Document →

────────────────────────────────────────

Structured Text and Dast format

    Structured Text content is stored as a JSON object consisting of two mandatory keys:

    • document: the content, expressed as a unist tree;

    • schema: a string that specifies the unist dialect used inside the document itself.

    {
    "schema": "dast",
    "document": {
    "type": "root",
    "children": [...]
    }
    }

    Generally speaking, you want to set the schema key to the dast dialect (which stands for DatoCMS Abstract Syntax Tree), so that:

    • you can take advantage of the default Structured Text editor that DatoCMS offers;

    • you can reinforce a number of additional validations to ensure consistency on the document.

    If you would like to to use custom unist format rather than dast, please let us know!

    DatoCMS Abstract Syntax Tree (dast) specification

    The dast specification adheres to the Unified collective, which offers a big ecosystem of utilities to parse, transform, manipulate, convert and serialize content of any kind.

    Unified is implemented and used as foundation by several popular libraries, such as rehype (HTML parser), remark (Markdown parser) and the MDX project. All these different projects are able to integrate with each other due to the fact that, to describe the content they treat, they all use the same common JSON format called unist.

    Just like HTML, a dast document it's composed of nodes within nodes:

    • Each node has a type attribute type

    • The top-level node in the dast specification must be of type root

    • Most nodes have a children attribute to specify the nodes it contains

    • The leaves of the tree are nodes of type span, which do not offer a children attribute but store the final text as a string in their value attribute

    • The specs define exactly which attributes and children each nodes permits.

    Let's just see an example of it:

    {
    "type": "root",
    "children": [
    {
    "type": "heading",
    "level": 1,
    "children": [
    {
    "type": "span",
    "marks": [],
    "value": "This is a title!"

────────────────────────────────────────

Supplied material →
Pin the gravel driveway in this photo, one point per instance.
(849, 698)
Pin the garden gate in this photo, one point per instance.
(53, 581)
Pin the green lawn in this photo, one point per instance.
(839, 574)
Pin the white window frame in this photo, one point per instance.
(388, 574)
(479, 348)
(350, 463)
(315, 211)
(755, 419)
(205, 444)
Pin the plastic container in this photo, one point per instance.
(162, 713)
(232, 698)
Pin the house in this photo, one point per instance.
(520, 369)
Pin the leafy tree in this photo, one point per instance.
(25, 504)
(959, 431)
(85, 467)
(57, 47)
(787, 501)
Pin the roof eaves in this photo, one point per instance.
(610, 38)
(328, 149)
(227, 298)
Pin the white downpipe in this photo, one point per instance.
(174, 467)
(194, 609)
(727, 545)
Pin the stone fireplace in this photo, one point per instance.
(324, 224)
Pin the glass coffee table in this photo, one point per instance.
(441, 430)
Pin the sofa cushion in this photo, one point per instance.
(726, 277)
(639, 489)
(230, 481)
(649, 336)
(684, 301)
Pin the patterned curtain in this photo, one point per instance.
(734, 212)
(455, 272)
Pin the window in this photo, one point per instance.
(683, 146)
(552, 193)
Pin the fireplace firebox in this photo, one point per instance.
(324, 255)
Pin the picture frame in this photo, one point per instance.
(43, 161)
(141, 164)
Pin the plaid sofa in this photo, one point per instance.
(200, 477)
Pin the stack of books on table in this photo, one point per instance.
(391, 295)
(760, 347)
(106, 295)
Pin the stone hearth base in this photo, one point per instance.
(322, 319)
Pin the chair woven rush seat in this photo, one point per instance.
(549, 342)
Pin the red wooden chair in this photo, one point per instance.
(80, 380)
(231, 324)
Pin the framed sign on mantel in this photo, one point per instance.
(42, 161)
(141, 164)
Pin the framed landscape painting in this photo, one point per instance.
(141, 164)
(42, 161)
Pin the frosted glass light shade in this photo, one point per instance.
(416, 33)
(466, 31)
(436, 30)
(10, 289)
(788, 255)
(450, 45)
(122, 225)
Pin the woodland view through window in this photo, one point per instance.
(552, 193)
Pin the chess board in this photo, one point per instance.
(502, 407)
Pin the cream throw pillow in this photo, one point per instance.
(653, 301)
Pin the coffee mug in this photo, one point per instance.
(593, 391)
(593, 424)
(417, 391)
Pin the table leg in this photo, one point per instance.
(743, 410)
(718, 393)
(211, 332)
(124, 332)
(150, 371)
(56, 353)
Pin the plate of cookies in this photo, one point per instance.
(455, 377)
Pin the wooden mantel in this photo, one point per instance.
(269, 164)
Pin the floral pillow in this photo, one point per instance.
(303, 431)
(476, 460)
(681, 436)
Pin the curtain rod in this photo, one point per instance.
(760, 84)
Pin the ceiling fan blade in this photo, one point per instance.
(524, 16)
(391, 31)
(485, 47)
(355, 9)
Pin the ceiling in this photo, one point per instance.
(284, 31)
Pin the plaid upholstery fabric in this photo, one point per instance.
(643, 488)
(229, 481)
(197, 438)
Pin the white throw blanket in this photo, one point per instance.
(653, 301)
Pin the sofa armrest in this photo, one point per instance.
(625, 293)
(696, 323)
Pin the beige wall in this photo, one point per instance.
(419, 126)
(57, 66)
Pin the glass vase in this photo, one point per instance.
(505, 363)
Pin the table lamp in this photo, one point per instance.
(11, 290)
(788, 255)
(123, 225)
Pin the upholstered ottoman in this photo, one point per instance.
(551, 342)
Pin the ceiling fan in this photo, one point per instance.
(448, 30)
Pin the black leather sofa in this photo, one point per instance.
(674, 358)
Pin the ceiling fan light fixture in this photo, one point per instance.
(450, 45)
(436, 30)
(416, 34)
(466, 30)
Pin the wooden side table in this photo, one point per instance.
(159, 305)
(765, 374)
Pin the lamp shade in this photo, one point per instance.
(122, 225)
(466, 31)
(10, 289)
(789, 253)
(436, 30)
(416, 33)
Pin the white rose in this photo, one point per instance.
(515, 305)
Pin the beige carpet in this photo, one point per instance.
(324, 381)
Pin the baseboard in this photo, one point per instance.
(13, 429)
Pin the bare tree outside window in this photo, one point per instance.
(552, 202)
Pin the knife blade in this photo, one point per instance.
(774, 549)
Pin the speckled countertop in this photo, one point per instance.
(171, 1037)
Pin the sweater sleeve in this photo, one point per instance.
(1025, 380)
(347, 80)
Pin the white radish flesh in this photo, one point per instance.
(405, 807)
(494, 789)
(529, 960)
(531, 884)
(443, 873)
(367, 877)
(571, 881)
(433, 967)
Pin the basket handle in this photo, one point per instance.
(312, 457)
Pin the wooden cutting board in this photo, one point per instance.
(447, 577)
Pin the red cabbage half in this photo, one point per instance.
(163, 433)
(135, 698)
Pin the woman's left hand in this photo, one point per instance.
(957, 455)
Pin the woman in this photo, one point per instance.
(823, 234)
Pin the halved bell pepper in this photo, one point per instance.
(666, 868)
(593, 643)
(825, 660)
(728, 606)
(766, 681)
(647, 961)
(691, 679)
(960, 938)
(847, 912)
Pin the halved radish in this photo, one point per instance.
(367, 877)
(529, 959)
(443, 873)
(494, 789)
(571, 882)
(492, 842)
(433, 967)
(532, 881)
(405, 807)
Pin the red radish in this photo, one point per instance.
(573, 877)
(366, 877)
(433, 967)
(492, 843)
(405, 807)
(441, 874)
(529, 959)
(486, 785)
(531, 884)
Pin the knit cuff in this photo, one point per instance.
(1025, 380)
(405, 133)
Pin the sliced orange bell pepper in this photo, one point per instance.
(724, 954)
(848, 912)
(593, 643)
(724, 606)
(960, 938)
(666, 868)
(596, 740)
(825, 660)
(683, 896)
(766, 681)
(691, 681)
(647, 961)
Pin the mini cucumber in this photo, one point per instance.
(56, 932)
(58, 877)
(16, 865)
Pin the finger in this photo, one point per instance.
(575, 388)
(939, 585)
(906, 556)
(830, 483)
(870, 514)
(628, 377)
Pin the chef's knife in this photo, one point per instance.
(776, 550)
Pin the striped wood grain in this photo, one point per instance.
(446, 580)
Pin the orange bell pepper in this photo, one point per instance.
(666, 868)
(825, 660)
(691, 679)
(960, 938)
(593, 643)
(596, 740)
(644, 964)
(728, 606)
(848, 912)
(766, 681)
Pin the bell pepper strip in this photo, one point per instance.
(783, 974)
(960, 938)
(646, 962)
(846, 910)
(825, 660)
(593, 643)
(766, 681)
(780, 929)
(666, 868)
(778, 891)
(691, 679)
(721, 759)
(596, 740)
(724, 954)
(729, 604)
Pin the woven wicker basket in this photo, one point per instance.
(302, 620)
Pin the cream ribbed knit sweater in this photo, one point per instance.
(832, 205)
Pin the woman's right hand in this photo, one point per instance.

────────────────────────────────────────

Tasks to carry out →
**1.** In the Structured Text page, rewrite the part that opens with the words containing "Generally speaking, you" and closes with "of any kind.", replacing "editor" with "interface".
**2.** According to the Structured Text page, what does the name of the dast dialect stand for?

Answer set →
**1.**
Generally speaking, you want to set the schema key to the dast dialect (which stands for DatoCMS Abstract Syntax Tree), so that:

    • you can take advantage of the default Structured Text interface that DatoCMS offers;

    • you can reinforce a number of additional validations to ensure consistency on the document.

    If you would like to to use custom unist format rather than dast, please let us know!

    DatoCMS Abstract Syntax Tree (dast) specification

    The dast specification adheres to the Unified collective, which offers a big ecosystem of utilities to parse, transform, manipulate, convert and serialize content of any kind.

**2.** DatoCMS Abstract Syntax Tree.